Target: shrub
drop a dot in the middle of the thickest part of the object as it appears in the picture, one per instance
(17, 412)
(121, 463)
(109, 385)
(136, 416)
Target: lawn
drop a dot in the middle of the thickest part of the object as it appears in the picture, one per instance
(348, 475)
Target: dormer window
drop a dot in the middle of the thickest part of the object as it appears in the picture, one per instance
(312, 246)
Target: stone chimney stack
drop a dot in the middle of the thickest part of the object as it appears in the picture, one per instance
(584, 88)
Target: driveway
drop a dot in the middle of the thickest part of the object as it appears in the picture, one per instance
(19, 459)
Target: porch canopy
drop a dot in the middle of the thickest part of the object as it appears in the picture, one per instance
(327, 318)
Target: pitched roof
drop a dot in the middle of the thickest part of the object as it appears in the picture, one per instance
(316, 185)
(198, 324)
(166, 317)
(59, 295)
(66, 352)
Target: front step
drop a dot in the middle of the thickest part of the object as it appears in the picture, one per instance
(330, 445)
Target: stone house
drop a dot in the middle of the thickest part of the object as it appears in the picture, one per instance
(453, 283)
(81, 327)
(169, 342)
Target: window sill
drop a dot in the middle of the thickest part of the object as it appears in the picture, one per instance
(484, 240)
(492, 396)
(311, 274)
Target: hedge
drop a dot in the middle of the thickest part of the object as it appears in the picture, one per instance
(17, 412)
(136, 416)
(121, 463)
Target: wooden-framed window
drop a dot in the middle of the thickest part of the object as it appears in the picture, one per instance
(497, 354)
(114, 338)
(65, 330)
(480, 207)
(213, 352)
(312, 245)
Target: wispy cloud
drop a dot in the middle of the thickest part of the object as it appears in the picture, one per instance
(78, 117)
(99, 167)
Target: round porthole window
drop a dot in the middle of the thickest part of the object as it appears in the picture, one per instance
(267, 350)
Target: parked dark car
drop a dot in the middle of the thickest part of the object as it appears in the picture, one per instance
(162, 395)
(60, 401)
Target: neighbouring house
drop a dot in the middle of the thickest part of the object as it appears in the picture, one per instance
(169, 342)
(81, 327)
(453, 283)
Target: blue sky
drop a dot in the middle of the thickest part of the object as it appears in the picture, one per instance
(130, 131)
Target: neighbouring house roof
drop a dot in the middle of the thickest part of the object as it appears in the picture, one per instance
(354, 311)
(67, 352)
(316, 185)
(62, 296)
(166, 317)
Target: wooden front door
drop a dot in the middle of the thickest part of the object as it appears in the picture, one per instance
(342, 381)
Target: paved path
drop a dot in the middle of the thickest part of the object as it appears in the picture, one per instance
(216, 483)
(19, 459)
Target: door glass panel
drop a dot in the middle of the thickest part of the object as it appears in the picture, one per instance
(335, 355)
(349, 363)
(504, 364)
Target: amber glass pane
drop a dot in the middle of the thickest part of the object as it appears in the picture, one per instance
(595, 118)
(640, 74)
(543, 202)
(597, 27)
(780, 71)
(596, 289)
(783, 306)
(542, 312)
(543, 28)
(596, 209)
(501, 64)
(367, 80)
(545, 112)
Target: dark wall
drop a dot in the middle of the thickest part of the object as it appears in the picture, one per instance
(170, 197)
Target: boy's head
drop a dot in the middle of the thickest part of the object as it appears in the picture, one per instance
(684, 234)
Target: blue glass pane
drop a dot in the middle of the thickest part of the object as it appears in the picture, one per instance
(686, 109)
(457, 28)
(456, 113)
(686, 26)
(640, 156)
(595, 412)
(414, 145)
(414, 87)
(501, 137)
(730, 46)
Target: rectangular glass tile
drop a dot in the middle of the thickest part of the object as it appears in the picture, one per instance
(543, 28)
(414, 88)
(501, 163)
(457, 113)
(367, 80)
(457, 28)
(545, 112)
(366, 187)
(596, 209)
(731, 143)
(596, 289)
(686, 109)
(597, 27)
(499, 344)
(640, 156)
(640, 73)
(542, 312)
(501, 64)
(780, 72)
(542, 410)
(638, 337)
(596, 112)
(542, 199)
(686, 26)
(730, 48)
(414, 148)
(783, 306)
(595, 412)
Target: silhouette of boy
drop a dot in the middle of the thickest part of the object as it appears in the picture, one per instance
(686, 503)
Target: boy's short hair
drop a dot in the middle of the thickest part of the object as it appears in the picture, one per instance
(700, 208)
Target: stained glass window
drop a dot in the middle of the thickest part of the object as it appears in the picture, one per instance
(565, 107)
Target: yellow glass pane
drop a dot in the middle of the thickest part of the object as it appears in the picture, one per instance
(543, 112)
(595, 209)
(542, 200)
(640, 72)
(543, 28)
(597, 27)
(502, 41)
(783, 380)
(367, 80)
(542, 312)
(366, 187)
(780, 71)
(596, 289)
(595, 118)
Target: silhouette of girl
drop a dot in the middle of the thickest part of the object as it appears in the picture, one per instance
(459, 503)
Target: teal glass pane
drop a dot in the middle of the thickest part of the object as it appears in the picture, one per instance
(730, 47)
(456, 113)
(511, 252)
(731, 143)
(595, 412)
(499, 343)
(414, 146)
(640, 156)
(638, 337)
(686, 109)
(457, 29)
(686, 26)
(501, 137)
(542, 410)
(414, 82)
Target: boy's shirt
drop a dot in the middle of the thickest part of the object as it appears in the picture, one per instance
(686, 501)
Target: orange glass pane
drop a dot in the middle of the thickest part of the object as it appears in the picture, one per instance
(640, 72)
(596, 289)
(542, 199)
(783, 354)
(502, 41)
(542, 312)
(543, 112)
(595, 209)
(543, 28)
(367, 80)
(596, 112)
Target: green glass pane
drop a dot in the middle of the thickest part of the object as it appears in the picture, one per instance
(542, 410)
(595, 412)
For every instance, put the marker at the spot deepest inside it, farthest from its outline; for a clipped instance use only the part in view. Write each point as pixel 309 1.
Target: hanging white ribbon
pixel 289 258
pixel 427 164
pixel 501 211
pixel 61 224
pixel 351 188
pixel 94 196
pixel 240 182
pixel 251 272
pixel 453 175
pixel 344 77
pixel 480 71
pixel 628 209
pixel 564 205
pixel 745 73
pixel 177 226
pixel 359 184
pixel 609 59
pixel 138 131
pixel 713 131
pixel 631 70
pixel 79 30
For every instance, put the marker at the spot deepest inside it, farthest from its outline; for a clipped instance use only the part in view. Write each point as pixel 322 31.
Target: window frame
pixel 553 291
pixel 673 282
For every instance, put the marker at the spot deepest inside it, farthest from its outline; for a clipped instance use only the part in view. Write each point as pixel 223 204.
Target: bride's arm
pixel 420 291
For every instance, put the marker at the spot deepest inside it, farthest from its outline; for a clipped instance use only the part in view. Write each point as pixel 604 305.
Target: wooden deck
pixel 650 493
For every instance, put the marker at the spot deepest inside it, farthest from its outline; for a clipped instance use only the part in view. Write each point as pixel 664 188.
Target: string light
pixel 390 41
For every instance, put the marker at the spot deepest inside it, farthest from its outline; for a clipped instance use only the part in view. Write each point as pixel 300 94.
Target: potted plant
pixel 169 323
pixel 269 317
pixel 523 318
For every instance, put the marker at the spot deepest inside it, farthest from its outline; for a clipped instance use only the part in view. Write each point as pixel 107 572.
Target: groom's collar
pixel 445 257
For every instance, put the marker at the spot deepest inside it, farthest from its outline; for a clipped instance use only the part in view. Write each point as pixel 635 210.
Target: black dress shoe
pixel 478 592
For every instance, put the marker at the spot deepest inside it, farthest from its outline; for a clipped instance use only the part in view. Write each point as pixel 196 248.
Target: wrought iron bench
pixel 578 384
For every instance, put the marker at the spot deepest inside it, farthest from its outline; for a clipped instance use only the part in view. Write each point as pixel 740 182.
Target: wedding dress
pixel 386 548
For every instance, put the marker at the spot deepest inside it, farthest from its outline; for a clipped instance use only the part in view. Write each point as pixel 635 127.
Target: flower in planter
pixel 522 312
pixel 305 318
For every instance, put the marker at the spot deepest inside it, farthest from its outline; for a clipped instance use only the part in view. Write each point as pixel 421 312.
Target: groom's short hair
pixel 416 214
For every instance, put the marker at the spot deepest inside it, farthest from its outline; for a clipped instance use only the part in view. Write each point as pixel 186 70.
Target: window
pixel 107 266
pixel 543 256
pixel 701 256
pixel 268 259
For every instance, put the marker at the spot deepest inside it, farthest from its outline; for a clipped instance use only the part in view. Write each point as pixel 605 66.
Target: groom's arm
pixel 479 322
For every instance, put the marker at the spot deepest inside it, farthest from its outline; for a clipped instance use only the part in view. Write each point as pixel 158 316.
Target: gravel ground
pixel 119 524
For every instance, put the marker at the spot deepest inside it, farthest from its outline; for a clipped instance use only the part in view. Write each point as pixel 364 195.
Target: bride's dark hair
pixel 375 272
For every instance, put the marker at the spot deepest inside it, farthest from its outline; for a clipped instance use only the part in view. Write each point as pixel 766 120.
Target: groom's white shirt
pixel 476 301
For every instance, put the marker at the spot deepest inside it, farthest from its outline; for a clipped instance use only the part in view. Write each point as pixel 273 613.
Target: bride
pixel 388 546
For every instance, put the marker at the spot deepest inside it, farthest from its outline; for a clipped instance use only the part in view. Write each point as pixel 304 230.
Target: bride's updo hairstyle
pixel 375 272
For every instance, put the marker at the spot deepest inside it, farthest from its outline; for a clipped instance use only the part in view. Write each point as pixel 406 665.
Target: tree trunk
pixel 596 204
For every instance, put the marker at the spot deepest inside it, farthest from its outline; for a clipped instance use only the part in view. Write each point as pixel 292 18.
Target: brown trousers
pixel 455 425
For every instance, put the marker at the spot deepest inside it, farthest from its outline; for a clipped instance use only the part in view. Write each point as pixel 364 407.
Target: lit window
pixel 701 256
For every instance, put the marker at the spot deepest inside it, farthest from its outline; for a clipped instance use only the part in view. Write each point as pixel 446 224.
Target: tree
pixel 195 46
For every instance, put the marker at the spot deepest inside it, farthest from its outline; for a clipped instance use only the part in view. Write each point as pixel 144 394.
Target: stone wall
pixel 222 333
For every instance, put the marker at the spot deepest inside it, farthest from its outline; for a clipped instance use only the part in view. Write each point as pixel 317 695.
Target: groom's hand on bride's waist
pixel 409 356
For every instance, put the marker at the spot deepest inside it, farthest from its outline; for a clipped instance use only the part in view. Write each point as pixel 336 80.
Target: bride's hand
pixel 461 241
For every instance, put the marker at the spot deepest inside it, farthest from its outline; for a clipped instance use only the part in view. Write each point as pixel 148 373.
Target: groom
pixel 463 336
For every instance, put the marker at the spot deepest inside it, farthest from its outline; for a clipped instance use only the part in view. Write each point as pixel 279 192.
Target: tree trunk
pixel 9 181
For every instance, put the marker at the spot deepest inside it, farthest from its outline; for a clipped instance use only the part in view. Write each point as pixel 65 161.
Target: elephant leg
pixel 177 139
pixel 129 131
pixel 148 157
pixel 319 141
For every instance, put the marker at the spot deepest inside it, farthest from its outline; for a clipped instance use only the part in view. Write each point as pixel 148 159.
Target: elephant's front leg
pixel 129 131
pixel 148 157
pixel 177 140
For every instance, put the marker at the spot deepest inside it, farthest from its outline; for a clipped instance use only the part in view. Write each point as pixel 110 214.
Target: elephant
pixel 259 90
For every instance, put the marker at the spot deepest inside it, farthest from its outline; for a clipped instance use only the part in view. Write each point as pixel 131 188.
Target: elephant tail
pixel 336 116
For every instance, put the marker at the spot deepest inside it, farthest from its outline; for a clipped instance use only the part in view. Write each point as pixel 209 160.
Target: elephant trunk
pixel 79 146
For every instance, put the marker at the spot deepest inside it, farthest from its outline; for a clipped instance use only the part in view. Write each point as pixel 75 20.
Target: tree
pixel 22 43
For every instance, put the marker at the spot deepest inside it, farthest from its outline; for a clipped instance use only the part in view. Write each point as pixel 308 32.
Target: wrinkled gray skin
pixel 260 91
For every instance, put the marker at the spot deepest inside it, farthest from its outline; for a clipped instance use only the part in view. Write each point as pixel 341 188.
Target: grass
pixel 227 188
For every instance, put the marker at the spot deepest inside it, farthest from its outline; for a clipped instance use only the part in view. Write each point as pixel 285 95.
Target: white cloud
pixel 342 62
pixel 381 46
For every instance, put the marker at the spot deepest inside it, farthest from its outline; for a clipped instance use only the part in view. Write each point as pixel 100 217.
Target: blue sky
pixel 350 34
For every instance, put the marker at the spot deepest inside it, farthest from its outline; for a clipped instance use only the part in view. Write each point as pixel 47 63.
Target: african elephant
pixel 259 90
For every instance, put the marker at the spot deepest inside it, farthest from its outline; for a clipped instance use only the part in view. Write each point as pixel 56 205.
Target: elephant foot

### [Task instructions]
Copy out exactly the lines running from the line with "pixel 131 188." to the end of the records, inclusive.

### [The completed task]
For every instance, put the marker at the spot deepest inside it, farthest from its outline; for a clipped instance use only the part in view. Write each point as pixel 131 188.
Target: elephant tail
pixel 336 116
For every instance, put the marker at the spot deepest inside it, farthest from its outline; for a clipped instance use only the part in view. Write each point as pixel 209 160.
Target: elephant trunk
pixel 79 146
For every instance, put the marker at the spot deepest inside it, farthest from its outline; for a clipped instance use only the part in view. Write each point as pixel 75 20.
Target: tree
pixel 22 43
For every instance, put the marker at the spot deepest inside it, farthest from its outline; for a clipped instance use only the part in view. Write each point as pixel 308 32.
Target: wrinkled gray skin
pixel 260 91
For every instance, put the marker at the spot deepest inside it, farthest from its outline; for a clipped instance use only the part in view. Write each point as pixel 341 188.
Target: grass
pixel 227 188
For every instance, put the marker at the spot deepest inside it, farthest from its outline; for a clipped instance use only the part in view. Write each point as pixel 285 95.
Target: white cloud
pixel 342 62
pixel 381 46
For every instance, put the marker at the spot deepest inside it, farthest from its outline; for a clipped instance use only the part in view. Write each point as pixel 100 217.
Target: blue sky
pixel 350 34
For every instance, put the marker at the spot deepest inside it, farthest from its outline; for a clipped instance use only the part in view. Write each point as pixel 47 63.
Target: african elephant
pixel 259 90
For every instance, put the marker at the spot deepest inside it, farthest from its outline; for a clipped instance use only the part in view. Write each point as pixel 56 205.
Target: elephant foot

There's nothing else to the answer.